Source material:
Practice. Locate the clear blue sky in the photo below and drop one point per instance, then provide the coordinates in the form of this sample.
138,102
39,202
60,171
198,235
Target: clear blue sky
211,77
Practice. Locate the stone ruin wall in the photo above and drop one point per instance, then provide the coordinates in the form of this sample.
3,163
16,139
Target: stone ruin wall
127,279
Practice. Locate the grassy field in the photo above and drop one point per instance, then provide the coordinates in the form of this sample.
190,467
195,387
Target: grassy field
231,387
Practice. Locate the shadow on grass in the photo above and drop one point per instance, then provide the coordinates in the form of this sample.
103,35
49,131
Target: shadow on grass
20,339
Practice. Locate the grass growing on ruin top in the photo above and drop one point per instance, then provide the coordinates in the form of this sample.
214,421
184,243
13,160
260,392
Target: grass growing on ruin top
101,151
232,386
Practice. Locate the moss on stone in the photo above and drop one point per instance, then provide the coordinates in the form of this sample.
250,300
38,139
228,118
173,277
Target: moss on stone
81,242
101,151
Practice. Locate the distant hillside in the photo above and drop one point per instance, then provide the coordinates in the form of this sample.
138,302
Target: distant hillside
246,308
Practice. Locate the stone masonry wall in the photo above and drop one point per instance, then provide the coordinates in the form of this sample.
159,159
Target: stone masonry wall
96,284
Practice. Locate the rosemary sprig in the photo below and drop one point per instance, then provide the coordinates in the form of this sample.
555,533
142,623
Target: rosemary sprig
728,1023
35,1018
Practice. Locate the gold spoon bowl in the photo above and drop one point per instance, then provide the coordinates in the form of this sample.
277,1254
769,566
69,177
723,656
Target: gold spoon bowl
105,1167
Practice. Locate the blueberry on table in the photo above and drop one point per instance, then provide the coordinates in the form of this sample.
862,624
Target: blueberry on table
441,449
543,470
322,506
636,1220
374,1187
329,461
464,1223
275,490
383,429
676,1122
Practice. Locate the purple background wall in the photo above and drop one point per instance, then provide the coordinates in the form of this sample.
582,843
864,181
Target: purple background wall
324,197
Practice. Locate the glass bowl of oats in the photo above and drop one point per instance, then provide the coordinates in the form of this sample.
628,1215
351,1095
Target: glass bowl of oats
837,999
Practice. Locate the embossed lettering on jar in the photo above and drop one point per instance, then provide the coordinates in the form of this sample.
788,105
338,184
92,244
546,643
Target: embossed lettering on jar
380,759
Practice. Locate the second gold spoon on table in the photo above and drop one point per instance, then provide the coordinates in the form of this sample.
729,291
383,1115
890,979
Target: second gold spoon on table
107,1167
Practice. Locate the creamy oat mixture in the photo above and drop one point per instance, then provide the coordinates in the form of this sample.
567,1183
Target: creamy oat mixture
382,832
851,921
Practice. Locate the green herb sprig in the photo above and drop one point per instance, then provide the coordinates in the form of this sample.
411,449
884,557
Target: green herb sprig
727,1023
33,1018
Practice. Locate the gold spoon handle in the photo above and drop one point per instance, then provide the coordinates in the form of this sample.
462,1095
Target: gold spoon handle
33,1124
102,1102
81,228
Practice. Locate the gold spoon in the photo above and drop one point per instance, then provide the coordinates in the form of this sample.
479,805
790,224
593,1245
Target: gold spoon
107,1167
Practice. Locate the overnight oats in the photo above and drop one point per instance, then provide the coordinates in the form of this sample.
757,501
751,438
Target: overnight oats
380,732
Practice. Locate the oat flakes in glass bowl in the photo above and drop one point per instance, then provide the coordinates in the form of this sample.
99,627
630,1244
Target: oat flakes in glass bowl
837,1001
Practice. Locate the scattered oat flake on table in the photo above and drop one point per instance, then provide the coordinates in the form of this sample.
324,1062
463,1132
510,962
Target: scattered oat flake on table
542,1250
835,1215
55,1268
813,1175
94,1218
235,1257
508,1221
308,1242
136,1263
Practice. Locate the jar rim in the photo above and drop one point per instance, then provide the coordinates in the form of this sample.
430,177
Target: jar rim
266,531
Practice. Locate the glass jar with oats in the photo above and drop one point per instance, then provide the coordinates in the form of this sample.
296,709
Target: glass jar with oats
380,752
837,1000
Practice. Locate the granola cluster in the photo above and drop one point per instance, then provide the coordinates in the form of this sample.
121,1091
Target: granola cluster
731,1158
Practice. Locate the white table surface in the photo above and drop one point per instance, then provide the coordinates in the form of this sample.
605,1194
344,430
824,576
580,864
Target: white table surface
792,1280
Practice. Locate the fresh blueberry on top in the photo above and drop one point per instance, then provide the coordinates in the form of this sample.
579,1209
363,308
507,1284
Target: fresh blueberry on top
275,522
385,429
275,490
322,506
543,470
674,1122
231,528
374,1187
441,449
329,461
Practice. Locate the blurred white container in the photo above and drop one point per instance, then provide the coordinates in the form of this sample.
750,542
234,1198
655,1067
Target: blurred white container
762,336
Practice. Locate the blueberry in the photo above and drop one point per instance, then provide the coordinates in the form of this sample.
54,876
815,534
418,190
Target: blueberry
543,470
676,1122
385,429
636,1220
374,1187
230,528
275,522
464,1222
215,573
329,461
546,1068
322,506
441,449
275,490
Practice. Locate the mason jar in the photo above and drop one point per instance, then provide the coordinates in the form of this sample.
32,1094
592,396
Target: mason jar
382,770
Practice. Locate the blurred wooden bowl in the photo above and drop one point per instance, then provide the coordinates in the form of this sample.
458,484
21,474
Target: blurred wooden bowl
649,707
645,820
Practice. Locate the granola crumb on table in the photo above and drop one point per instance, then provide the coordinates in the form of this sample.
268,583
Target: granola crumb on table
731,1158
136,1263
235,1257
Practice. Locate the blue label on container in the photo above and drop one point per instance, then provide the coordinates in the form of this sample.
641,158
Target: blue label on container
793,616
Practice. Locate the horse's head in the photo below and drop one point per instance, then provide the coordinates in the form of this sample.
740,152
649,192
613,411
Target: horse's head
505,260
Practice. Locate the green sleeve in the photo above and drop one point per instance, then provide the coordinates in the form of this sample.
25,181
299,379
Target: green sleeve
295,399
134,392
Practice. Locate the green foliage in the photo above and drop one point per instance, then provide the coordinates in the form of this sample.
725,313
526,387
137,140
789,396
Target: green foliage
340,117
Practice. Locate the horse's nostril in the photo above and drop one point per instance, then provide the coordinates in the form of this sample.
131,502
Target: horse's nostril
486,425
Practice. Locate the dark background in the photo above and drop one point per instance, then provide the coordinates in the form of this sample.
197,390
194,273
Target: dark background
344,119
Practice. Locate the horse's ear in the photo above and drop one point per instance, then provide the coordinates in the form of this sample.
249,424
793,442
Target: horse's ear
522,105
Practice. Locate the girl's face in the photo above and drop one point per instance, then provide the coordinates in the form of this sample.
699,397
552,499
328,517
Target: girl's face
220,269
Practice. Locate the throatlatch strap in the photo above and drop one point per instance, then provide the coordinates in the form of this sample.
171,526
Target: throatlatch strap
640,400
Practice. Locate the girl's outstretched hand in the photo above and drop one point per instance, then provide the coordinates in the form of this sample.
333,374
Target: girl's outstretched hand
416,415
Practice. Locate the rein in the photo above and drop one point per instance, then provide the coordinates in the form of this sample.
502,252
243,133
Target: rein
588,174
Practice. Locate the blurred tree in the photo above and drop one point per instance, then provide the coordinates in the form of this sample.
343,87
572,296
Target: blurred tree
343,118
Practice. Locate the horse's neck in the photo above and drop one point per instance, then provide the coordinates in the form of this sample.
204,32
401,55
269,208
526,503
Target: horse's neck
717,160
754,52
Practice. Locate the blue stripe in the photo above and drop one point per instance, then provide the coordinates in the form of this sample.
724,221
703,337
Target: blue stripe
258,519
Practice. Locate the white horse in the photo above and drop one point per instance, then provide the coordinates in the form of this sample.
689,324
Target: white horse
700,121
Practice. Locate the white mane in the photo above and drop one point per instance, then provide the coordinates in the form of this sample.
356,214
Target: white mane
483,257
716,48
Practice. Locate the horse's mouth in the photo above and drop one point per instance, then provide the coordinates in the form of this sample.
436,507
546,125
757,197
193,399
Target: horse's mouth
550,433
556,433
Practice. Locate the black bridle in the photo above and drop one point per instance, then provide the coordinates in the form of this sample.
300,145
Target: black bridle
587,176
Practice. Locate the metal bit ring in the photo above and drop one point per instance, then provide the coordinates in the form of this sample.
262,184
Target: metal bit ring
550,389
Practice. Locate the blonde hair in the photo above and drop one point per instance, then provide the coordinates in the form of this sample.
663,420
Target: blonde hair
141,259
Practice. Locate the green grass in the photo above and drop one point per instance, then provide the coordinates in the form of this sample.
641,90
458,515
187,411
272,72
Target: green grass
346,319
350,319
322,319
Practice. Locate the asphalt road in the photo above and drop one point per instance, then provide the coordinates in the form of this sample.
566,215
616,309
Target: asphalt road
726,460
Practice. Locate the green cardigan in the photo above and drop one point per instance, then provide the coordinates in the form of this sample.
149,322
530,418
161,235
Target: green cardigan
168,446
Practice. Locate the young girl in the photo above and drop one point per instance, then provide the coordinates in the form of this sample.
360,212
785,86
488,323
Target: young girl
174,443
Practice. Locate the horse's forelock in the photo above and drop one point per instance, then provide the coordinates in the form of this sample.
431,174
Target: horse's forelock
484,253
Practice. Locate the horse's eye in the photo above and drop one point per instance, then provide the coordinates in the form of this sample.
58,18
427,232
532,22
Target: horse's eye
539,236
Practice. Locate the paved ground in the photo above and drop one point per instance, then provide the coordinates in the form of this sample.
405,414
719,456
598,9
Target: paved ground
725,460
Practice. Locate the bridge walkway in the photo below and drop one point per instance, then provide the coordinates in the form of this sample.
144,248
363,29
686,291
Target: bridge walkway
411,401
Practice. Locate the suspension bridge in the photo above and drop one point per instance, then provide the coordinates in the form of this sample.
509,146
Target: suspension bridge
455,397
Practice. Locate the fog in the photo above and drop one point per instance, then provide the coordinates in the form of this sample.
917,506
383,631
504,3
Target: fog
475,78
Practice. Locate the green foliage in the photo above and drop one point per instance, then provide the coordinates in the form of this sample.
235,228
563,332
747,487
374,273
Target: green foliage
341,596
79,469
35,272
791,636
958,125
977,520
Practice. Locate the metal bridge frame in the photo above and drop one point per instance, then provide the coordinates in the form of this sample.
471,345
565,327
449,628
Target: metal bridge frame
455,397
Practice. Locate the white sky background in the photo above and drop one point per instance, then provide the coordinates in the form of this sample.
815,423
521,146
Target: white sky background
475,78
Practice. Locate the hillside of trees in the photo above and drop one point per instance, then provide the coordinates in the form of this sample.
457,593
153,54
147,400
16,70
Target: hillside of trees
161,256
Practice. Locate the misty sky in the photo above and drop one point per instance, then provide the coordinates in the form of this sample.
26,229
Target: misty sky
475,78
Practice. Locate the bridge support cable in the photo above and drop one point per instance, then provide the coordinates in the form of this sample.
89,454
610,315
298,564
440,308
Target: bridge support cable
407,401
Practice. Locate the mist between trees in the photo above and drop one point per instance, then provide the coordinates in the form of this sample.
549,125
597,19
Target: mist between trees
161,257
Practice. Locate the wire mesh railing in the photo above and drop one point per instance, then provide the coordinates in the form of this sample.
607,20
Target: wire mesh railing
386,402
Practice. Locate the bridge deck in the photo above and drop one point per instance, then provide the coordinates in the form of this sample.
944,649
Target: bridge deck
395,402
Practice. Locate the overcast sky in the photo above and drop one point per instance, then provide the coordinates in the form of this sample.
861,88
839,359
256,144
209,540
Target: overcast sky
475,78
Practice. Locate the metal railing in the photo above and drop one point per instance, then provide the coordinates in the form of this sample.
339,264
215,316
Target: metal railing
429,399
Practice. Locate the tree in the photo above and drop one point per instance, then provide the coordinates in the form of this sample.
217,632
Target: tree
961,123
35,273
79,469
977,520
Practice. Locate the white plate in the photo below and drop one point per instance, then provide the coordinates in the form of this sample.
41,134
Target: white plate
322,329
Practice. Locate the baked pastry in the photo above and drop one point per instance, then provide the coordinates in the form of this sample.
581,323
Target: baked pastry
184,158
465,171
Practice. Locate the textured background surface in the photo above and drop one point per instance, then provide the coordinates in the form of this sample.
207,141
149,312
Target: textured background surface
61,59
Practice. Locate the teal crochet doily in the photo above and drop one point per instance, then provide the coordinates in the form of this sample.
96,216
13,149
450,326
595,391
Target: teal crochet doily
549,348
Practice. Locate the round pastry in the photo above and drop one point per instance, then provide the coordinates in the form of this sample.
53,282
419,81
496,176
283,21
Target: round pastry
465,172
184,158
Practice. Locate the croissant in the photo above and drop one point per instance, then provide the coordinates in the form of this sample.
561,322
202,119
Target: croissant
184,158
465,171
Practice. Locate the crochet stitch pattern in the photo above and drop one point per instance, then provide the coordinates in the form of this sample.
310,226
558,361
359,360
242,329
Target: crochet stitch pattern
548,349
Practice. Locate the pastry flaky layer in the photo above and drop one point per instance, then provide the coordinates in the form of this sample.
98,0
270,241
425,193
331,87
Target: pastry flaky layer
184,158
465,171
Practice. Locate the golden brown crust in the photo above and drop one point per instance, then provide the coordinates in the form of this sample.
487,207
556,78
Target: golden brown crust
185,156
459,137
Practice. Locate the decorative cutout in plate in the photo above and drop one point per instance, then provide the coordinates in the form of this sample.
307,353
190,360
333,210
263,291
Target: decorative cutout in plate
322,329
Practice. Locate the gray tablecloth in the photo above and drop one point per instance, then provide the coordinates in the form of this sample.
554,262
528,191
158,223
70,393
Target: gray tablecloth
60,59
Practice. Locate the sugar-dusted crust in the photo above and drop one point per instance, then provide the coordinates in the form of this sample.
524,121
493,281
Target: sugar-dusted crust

Prompt: Copy down every line of the material above that includes the string "sugar".

Answer for the task:
Practice. Locate the sugar-dusted crust in the photo above and drop one point per instance, then provide the coordinates in the form of this sample.
Target: sugar-dusted crust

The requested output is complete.